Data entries
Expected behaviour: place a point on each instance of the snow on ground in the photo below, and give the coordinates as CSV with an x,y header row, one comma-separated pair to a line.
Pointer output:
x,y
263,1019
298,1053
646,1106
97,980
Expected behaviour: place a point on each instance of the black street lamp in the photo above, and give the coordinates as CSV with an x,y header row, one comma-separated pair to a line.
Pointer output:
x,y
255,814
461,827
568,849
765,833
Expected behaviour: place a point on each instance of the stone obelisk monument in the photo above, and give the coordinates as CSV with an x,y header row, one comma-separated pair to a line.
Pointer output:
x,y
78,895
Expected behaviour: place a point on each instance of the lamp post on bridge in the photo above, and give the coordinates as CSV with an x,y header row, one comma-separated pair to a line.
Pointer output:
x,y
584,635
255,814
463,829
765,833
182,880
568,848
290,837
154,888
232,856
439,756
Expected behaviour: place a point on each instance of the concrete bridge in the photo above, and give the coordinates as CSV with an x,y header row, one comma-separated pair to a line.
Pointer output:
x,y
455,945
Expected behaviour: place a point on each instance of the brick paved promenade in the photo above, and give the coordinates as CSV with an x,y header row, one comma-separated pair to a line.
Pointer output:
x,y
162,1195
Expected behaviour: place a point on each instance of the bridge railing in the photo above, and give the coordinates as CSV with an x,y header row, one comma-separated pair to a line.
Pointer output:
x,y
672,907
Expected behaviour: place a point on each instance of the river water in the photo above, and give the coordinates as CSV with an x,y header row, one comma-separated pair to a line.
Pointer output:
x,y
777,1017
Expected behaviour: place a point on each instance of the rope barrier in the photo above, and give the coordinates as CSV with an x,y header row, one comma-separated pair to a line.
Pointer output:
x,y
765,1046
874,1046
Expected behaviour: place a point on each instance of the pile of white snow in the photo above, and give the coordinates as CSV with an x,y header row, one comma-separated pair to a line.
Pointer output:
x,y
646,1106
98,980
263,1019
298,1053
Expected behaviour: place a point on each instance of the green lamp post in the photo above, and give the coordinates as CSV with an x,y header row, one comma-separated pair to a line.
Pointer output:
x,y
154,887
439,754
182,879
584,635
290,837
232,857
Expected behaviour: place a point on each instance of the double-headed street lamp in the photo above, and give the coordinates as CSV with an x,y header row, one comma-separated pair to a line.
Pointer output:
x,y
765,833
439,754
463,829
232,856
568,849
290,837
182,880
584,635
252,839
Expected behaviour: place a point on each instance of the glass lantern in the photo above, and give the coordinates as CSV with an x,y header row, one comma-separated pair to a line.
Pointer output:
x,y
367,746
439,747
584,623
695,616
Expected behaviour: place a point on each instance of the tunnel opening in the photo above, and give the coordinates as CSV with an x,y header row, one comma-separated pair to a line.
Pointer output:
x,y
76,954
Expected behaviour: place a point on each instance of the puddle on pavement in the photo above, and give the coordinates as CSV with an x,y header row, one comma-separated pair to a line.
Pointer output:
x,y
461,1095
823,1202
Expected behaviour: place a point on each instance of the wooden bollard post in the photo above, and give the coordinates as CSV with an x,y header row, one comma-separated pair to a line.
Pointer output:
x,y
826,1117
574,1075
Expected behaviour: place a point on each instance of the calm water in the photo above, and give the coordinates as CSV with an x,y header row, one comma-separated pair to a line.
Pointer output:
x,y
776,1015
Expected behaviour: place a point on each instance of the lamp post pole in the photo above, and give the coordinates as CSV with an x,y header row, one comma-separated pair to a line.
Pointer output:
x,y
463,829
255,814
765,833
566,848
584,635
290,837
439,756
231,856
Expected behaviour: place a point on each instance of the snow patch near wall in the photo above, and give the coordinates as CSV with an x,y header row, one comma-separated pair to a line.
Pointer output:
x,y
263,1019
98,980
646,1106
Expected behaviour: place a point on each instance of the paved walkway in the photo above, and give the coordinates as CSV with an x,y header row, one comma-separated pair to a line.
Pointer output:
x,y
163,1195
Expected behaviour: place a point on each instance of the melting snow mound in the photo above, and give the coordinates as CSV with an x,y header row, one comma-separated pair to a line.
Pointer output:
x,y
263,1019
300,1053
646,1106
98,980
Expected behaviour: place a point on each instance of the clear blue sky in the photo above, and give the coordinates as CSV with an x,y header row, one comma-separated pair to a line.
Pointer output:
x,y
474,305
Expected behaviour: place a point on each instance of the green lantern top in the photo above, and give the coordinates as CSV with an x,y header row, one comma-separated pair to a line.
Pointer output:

▶ **Instructions for the task**: Return the data in its entirety, exactly as given.

▶ **Exercise result**:
Expected behaviour: place a point on each instance of the snow on ground in the photo below, and give the coordinates as CSV with an x,y header row, one comma-separated pair to a line.
Pointer output:
x,y
263,1019
298,1053
646,1106
97,980
Expected behaviour: place a point on each instance of the black street lamp in the photo above, and give the coordinates as CSV with an x,y header row, one comma-separated pair to a line.
Pointer output:
x,y
255,814
461,827
568,849
765,833
Expected behaviour: place a point on each instance of the stone obelisk monument in the photo above, and give the coordinates as CSV with an x,y header row, one comma-separated pair to a line.
Pointer output:
x,y
78,895
Expected behaviour: place a point on each instance of the lamp post on bridge in the photo above, and give the coordinates as CSV with an x,y header row, one comma-separated pair to a line.
Pointer output:
x,y
584,635
255,814
463,829
765,833
182,880
568,848
290,837
154,888
232,856
439,756
Expected behaviour: place a point on each instance of the concrete bridge in the photo above, and give the coordinates as CSV with an x,y header row, one comma-separated pair to a line.
Pointer output:
x,y
455,945
Expected behaviour: place a point on each instance of the brick paved promenade in the photo above, and give the coordinates as CSV with an x,y header row, one comma-separated pair to a line.
Pointer output:
x,y
162,1195
Expected behaviour: place a point on each instance of the bridge railing in the photo above, and give the coordinates as CSV with an x,y header row, one comma-separated pair to a line.
Pointer output:
x,y
672,907
Expected behaviour: place a point on each instance of the river water in the photo above, and give the coordinates as CSV with an x,y header row, one comma-separated pair to a line.
Pointer output:
x,y
777,1017
Expected behaviour: place a point on each instance of the rope barrier in the photo above, and give the coordinates as CSV with an x,y header row, one comma-separated pair to a line.
Pointer output:
x,y
765,1046
874,1046
Expected behaviour: place a point on each instance of the pile of white snow in the photo above, and give the coordinates as CSV with an x,y header row, one comma-separated pair to a line.
Pointer output:
x,y
646,1106
98,980
263,1019
298,1053
Expected behaviour: place a point on each instance of the green lamp post in the photo above, and give the coordinates as CSV with an x,y header row, one comma-separated pair to a line.
Pointer output:
x,y
154,887
439,754
182,879
584,635
290,837
232,857
Expected behaviour: place a point on each instance of the double-headed street lamp in the photo above, and give the coordinates as CSV with an x,y header row, one comma-separated pair to a line.
Pointer output:
x,y
765,833
439,754
463,829
232,856
568,849
290,837
182,880
584,635
252,839
Expected behaviour: place a point on each instance of the glass lantern in the photo above, and give the coordinates as CSV with an x,y header row, one comma-separated pair to a line.
Pointer output:
x,y
367,746
439,747
584,623
695,616
Expected behaviour: place a point on each instance of the tunnel opening in the photo above, and give the coordinates as CSV with an x,y header row, one comma-separated pair to a line.
Pointer output:
x,y
76,954
Expected behaviour: place a point on each instance of the puddle on pavement in the photo above, and give the coordinates as CSV with an x,y header row, one comma-separated pair to a line.
Pointer output:
x,y
461,1095
823,1202
Expected behaviour: place a point on each instance of the wooden bollard post in the photo above, and give the coordinates as CSV with an x,y header row, one comma-separated pair to a line.
Pointer output:
x,y
826,1117
574,1075
Expected behaviour: place a point on each instance of the calm water in the photo above, and give the coordinates as CSV with an x,y header row, one comma-separated pair to a line.
Pointer output:
x,y
776,1015
Expected behaviour: place a point on each instance of the lamp post pole in the photo above, and give the coordinates as CSV with an x,y header row, one comma-separated pair to a line.
Pointer output:
x,y
463,829
255,814
765,833
566,848
584,635
290,837
439,756
231,856
Expected behaviour: place a point on each instance of the snow patch near wall in the photo above, and give the coordinates as CSV with an x,y header row, one comma-separated pair to a line.
Pointer output:
x,y
263,1019
98,980
646,1106
Expected behaviour: place a point on each instance of the paved walkway in the photo above, and give the coordinates as CSV with an x,y header row, one comma-separated pair to a line.
Pointer output:
x,y
163,1195
Expected behaviour: place a point on each instance of the melting snow mound in the photo above, and give the coordinates as CSV with an x,y header row, one comma-separated pair to a line.
Pointer output:
x,y
263,1019
300,1053
646,1106
98,980
Expected behaviour: place a point on each instance of the clear blue sky in the photo above, and give the coordinates as CSV with an x,y header row, one comma-separated pair to a line.
Pointer output:
x,y
474,305
Expected behaviour: place a point on each instance of the green lantern top in the photo above, and give the coordinates as CSV with an x,y header row, one comma-separated pair to a line.
Pointer output:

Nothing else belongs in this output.